• Task directions: Identify, in the records below, every line where the string "instance" appears, and copy each such line.

• Data for analysis:
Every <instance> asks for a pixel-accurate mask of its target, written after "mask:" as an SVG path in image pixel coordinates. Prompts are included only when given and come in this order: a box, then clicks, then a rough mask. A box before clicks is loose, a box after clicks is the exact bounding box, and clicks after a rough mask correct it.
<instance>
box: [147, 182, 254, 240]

==

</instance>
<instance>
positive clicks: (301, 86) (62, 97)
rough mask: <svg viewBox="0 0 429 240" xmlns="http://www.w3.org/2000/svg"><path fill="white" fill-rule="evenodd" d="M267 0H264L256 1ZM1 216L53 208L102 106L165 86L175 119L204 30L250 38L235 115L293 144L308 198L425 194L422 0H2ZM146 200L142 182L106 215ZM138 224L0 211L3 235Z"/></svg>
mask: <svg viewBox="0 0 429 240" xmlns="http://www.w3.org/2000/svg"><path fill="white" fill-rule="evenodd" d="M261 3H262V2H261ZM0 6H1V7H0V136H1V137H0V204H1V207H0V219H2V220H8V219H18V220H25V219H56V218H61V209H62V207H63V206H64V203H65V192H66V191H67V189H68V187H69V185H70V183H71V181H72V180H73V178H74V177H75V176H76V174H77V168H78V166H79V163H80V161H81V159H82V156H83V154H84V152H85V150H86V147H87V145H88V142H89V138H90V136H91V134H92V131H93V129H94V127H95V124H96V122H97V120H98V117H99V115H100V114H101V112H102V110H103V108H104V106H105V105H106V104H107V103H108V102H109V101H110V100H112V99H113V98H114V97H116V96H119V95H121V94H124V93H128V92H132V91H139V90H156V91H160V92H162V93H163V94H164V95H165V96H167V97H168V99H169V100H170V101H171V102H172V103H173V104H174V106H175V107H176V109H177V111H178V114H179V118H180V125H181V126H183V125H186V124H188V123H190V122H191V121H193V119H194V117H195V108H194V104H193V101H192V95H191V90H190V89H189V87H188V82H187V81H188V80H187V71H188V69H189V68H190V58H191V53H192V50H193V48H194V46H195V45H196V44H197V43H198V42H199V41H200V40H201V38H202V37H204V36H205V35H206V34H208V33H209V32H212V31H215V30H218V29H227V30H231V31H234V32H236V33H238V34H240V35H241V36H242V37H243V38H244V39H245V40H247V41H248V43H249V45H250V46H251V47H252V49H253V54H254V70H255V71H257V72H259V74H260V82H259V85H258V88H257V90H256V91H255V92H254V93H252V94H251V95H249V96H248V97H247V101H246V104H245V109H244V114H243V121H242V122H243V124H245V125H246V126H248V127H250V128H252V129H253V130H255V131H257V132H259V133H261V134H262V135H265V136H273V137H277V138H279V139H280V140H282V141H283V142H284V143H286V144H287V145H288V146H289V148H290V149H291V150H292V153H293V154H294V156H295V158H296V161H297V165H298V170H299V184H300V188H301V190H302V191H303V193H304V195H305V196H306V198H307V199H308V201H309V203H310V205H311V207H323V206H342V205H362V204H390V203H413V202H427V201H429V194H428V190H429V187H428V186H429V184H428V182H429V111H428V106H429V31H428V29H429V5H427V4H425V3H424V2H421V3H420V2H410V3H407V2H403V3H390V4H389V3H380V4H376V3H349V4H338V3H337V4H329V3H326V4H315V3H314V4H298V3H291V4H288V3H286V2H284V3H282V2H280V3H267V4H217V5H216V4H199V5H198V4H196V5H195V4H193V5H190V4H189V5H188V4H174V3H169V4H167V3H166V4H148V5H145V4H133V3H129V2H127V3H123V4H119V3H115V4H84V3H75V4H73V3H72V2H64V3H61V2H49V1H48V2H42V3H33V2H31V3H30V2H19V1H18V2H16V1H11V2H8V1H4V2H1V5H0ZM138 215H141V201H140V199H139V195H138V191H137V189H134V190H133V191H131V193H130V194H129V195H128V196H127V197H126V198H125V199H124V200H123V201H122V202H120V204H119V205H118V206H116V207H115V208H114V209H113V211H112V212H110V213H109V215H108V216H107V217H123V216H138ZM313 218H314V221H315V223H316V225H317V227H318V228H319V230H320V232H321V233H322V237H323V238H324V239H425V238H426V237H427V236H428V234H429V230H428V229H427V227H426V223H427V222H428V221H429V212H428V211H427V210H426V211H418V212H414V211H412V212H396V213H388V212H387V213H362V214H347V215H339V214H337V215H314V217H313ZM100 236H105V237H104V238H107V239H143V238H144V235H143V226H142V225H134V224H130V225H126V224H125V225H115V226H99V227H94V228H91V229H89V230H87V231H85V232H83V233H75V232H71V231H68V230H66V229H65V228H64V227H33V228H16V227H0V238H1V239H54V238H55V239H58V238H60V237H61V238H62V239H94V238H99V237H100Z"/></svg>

• Reply:
Every <instance> asks for a pixel-accurate mask of its target, written after "mask:" as an SVG path in image pixel coordinates. Prompts are included only when given and come in this order: a box, then clicks, then a rough mask. A box before clicks is loose, a box after clicks is the exact bounding box, and clicks after a rough mask correct it.
<instance>
</instance>
<instance>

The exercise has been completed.